-- Dataset excerpts --
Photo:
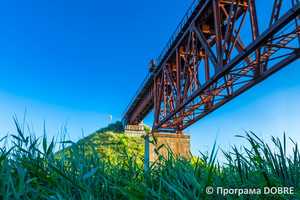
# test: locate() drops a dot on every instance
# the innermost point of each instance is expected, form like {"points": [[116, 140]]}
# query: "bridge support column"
{"points": [[178, 143]]}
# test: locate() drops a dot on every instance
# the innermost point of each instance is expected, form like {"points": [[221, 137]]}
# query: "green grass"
{"points": [[30, 169]]}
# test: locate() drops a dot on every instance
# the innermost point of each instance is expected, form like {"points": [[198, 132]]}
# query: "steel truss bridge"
{"points": [[216, 53]]}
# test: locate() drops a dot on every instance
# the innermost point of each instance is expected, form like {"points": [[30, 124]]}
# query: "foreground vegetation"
{"points": [[32, 170]]}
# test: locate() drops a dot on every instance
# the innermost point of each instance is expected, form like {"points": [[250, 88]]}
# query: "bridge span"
{"points": [[217, 52]]}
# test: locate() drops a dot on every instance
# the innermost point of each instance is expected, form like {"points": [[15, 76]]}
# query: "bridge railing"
{"points": [[178, 30], [137, 93], [165, 50]]}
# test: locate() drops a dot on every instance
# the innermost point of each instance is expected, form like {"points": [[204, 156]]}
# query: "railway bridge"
{"points": [[217, 52]]}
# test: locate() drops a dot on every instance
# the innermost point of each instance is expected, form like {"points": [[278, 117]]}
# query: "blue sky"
{"points": [[77, 62]]}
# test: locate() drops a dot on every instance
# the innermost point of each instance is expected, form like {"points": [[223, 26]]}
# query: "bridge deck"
{"points": [[149, 79]]}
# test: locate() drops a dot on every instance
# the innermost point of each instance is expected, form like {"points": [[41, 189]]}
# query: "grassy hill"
{"points": [[109, 142], [105, 165]]}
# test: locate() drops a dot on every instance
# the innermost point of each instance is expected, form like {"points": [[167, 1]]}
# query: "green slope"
{"points": [[109, 142]]}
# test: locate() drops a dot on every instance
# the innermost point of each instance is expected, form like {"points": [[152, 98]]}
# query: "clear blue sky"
{"points": [[81, 61]]}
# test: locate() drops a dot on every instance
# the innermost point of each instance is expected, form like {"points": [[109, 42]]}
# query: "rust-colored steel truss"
{"points": [[209, 63]]}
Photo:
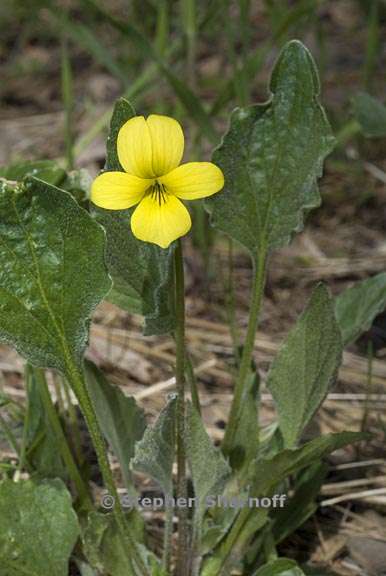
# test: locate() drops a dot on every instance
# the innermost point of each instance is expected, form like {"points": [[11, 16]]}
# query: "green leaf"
{"points": [[356, 307], [306, 365], [53, 273], [38, 528], [41, 446], [371, 115], [280, 567], [266, 475], [103, 546], [121, 420], [272, 157], [154, 454], [104, 550], [207, 465], [302, 504], [46, 170], [142, 273]]}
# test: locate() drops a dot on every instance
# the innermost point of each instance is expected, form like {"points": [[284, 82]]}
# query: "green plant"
{"points": [[60, 260]]}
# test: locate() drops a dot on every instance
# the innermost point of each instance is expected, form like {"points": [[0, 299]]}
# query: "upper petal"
{"points": [[194, 180], [134, 148], [118, 190], [167, 141], [160, 223]]}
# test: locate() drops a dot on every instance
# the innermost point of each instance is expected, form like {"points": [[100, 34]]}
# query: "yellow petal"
{"points": [[160, 223], [194, 180], [167, 141], [118, 190], [134, 148]]}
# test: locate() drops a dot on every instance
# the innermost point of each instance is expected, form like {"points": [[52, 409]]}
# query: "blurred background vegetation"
{"points": [[62, 66]]}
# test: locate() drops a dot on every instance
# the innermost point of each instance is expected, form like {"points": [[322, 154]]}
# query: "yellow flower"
{"points": [[150, 151]]}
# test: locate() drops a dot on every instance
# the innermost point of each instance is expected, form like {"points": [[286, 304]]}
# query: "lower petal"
{"points": [[193, 180], [160, 223], [118, 190]]}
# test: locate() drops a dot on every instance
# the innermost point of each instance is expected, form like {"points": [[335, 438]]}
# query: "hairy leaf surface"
{"points": [[38, 528], [121, 420], [142, 272], [306, 365], [272, 157], [154, 454], [53, 273]]}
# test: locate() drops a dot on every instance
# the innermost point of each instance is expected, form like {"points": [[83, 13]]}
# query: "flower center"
{"points": [[158, 193]]}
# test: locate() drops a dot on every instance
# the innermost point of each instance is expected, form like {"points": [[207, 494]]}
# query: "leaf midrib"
{"points": [[38, 280]]}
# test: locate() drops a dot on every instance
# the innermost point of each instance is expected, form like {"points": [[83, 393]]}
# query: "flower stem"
{"points": [[63, 446], [182, 546], [75, 378], [247, 354]]}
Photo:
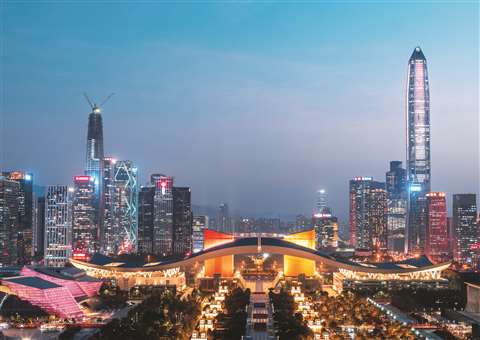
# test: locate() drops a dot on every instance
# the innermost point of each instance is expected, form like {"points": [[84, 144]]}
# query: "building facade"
{"points": [[145, 219], [418, 149], [25, 214], [465, 227], [85, 230], [125, 207], [58, 225], [396, 186], [436, 238], [368, 214], [200, 223], [163, 216], [9, 220], [182, 221]]}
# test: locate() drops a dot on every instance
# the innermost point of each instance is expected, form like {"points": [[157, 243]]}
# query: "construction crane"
{"points": [[96, 108]]}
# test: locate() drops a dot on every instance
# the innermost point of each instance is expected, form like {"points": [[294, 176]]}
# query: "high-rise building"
{"points": [[125, 207], [224, 221], [107, 232], [418, 149], [326, 230], [58, 225], [368, 214], [39, 231], [163, 216], [321, 202], [146, 219], [94, 161], [182, 221], [465, 227], [85, 231], [9, 220], [436, 238], [396, 185], [199, 224], [25, 215]]}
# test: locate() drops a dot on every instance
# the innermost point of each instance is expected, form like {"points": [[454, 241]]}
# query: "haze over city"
{"points": [[258, 105]]}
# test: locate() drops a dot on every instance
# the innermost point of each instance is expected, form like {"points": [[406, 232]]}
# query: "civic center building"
{"points": [[269, 259]]}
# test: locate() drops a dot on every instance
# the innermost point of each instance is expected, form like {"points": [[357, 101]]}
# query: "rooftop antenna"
{"points": [[96, 108]]}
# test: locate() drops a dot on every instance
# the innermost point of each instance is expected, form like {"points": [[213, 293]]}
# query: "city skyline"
{"points": [[234, 126]]}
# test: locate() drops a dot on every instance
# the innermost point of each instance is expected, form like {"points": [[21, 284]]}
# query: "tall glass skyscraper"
{"points": [[94, 159], [418, 148]]}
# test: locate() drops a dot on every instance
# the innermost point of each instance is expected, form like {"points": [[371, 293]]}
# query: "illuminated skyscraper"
{"points": [[107, 232], [25, 215], [58, 225], [85, 231], [395, 183], [368, 214], [182, 221], [418, 148], [199, 224], [163, 216], [145, 219], [465, 226], [9, 221], [436, 238], [125, 207]]}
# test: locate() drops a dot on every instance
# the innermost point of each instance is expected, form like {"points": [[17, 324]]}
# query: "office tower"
{"points": [[58, 225], [368, 214], [182, 221], [94, 160], [145, 219], [436, 238], [84, 231], [199, 224], [9, 220], [465, 226], [25, 215], [224, 220], [107, 232], [163, 216], [125, 207], [418, 149], [321, 202], [326, 230], [39, 232], [396, 186]]}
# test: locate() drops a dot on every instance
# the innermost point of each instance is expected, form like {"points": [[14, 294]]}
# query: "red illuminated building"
{"points": [[436, 241]]}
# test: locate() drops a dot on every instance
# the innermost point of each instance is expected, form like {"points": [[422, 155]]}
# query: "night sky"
{"points": [[255, 104]]}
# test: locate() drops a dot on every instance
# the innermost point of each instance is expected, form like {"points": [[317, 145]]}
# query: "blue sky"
{"points": [[256, 104]]}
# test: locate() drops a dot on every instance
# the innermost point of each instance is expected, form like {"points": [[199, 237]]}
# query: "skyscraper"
{"points": [[418, 148], [326, 230], [321, 202], [85, 231], [125, 206], [94, 160], [465, 226], [9, 220], [396, 186], [145, 219], [199, 224], [368, 214], [25, 215], [58, 225], [107, 232], [436, 238], [163, 216], [224, 220], [182, 221]]}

-- Aim of the exercise --
Output the data exactly, pictures omitted.

-- Final answer --
Photo:
# test: locate() drops a dot on every instance
# the innermost point of each instance is expected, form like {"points": [[116, 140]]}
# query: "bridge support column"
{"points": [[178, 143]]}
# test: locate() drops a dot on every instance
# the innermost point of each instance is expected, form like {"points": [[221, 137]]}
# query: "green grass"
{"points": [[30, 169]]}
# test: locate() drops a dot on every instance
# the innermost point of each instance is expected, form like {"points": [[198, 132]]}
# query: "steel truss bridge"
{"points": [[216, 53]]}
# test: locate() drops a dot on every instance
# the innermost point of each instance is expected, form like {"points": [[30, 124]]}
# query: "foreground vegetation"
{"points": [[32, 170]]}
# test: locate() drops a dot on every instance
# the innermost point of each instance is expected, form like {"points": [[250, 88]]}
# query: "bridge span"
{"points": [[217, 52]]}
# test: locate() drops a dot on every instance
# the innermost point of each instance is expected, form like {"points": [[15, 76]]}
# query: "bridge railing"
{"points": [[178, 30], [137, 93], [165, 50]]}
# test: locate() drops a dot on every instance
# the innermost point of each instance is expected, form like {"points": [[204, 156]]}
# query: "railway bridge"
{"points": [[217, 52]]}
# test: locate() drops a dot on every instance
# the innermost point of each instance is expected, form like {"points": [[278, 117]]}
# query: "blue sky"
{"points": [[77, 62]]}
# test: locate() drops a dot on every instance
# the innermost point of each instance is expected, form like {"points": [[223, 26]]}
# query: "bridge deck"
{"points": [[149, 79]]}
# test: locate() drops a dot on every instance
# the innermost point of each instance is expected, form like {"points": [[41, 189]]}
# query: "grassy hill"
{"points": [[109, 142], [105, 165]]}
# test: locate() drops a dot on every instance
# the innermost point of each instance is expected, form like {"points": [[167, 1]]}
# query: "green slope"
{"points": [[109, 142]]}
# test: locate() drops a dot on every instance
# the innermost point of each instance is expected, form like {"points": [[152, 98]]}
# query: "clear blue sky"
{"points": [[81, 61]]}
# test: locate() drops a dot on every instance
# the innermost point of each instance is expected, form like {"points": [[109, 42]]}
# query: "rust-colored steel truss"
{"points": [[209, 63]]}
Photo:
# test: locate() drops a dot on every instance
# the innermost point of each instance is expected, form like {"points": [[11, 16]]}
# query: "green leaf"
{"points": [[356, 307], [306, 365], [53, 273], [38, 528], [41, 446], [371, 115], [280, 567], [266, 475], [103, 546], [121, 420], [272, 157], [154, 454], [104, 550], [207, 465], [302, 504], [46, 170], [142, 273]]}
# test: locate() drops a dot on every instance
# the innermost point of each instance is expected, form like {"points": [[284, 82]]}
# query: "green plant"
{"points": [[60, 260]]}
# test: locate() drops a dot on every instance
# the innermost point of each instance is expected, form like {"points": [[0, 299]]}
# query: "upper petal"
{"points": [[194, 180], [134, 148], [118, 190], [167, 141], [160, 223]]}
# test: locate() drops a dot on every instance
# the innermost point of each instance is expected, form like {"points": [[100, 34]]}
# query: "yellow petal"
{"points": [[160, 223], [194, 180], [167, 141], [118, 190], [134, 148]]}
# test: locate() drops a dot on every instance
# the innermost point of each instance is expected, form like {"points": [[52, 409]]}
# query: "blurred background vegetation"
{"points": [[62, 66]]}
# test: locate() drops a dot on every instance
# the innermost point of each instance is expected, form like {"points": [[322, 154]]}
# query: "yellow flower"
{"points": [[150, 151]]}
# test: locate() drops a dot on every instance
# the innermost point of each instance is expected, form like {"points": [[286, 304]]}
# query: "lower petal"
{"points": [[193, 180], [160, 223], [118, 190]]}
# test: locate() drops a dot on every instance
# the innermost point of each instance is expected, form like {"points": [[335, 438]]}
# query: "hairy leaf surface"
{"points": [[38, 528], [121, 420], [142, 272], [306, 365], [272, 157], [154, 454], [53, 273]]}
# test: locate() drops a dot on every instance
# the innermost point of each instance is expected, form like {"points": [[83, 13]]}
# query: "flower center"
{"points": [[158, 193]]}
# test: locate() drops a dot on every instance
# the innermost point of each instance is expected, form like {"points": [[207, 494]]}
# query: "leaf midrib"
{"points": [[38, 280]]}
# test: locate() drops a dot on every instance
# the innermost point of each instance is expected, form like {"points": [[83, 393]]}
# query: "flower stem"
{"points": [[63, 446], [182, 546], [75, 378], [247, 354]]}
Photo:
# test: locate() drops a dot on every instance
# the innermost point of each instance is expected, form like {"points": [[84, 144]]}
# query: "building facade"
{"points": [[145, 219], [418, 149], [25, 214], [465, 227], [85, 230], [125, 207], [58, 225], [396, 186], [436, 238], [368, 214], [200, 223], [163, 216], [9, 220], [182, 221]]}
# test: locate() drops a dot on every instance
# the innermost point of each instance is expected, form like {"points": [[157, 243]]}
# query: "construction crane"
{"points": [[96, 108]]}
# test: locate() drops a dot on every instance
# the innermost point of each instance is expected, form like {"points": [[294, 176]]}
# query: "high-rise building"
{"points": [[125, 207], [224, 221], [107, 232], [418, 149], [326, 230], [58, 225], [368, 214], [39, 231], [163, 216], [321, 202], [146, 219], [94, 161], [182, 221], [465, 227], [85, 231], [9, 220], [436, 238], [396, 185], [199, 224], [25, 215]]}
# test: locate() drops a dot on every instance
# the innermost point of each instance is expected, form like {"points": [[454, 241]]}
# query: "haze over city"
{"points": [[258, 105]]}
# test: locate() drops a dot on every instance
# the innermost point of each instance is expected, form like {"points": [[406, 232]]}
# query: "civic center building"
{"points": [[269, 259]]}
# test: locate() drops a dot on every instance
# the innermost point of each instance is expected, form like {"points": [[357, 101]]}
# query: "rooftop antenna"
{"points": [[96, 108]]}
# test: locate() drops a dot on every instance
# the innermost point of each instance is expected, form like {"points": [[213, 293]]}
# query: "city skyline"
{"points": [[234, 126]]}
# test: locate() drops a dot on every instance
# the innermost point of each instance is expected, form like {"points": [[21, 284]]}
# query: "tall glass skyscraper"
{"points": [[94, 159], [418, 148]]}
# test: locate() drops a dot on every instance
# the innermost point of each instance is expected, form like {"points": [[371, 293]]}
# query: "illuminated skyscraper"
{"points": [[107, 232], [25, 215], [58, 225], [85, 231], [395, 183], [368, 214], [182, 221], [418, 148], [199, 224], [163, 216], [145, 219], [465, 226], [9, 221], [436, 238], [125, 207]]}
# test: locate() drops a dot on every instance
# the innermost point of each instance is expected, form like {"points": [[17, 324]]}
# query: "office tower"
{"points": [[58, 225], [368, 214], [182, 221], [94, 160], [145, 219], [436, 238], [84, 231], [199, 224], [9, 220], [465, 226], [25, 215], [224, 220], [107, 232], [163, 216], [125, 207], [418, 149], [321, 202], [326, 230], [39, 232], [396, 186]]}
# test: locate() drops a dot on every instance
# the innermost point of each instance is expected, form like {"points": [[14, 294]]}
# query: "red illuminated building"
{"points": [[436, 241]]}
# test: locate() drops a dot on every instance
# the innermost point of each instance is expected, form like {"points": [[422, 155]]}
# query: "night sky"
{"points": [[255, 104]]}
# test: locate() drops a dot on every instance
# the innermost point of each instance is expected, form like {"points": [[317, 145]]}
# query: "blue sky"
{"points": [[256, 104]]}
# test: locate() drops a dot on every instance
# the innermost point of each instance is expected, form like {"points": [[199, 237]]}
# query: "skyscraper"
{"points": [[418, 148], [326, 230], [321, 202], [85, 231], [125, 206], [94, 160], [465, 226], [9, 220], [396, 186], [145, 219], [199, 224], [368, 214], [25, 215], [58, 225], [107, 232], [436, 238], [163, 216], [224, 220], [182, 221]]}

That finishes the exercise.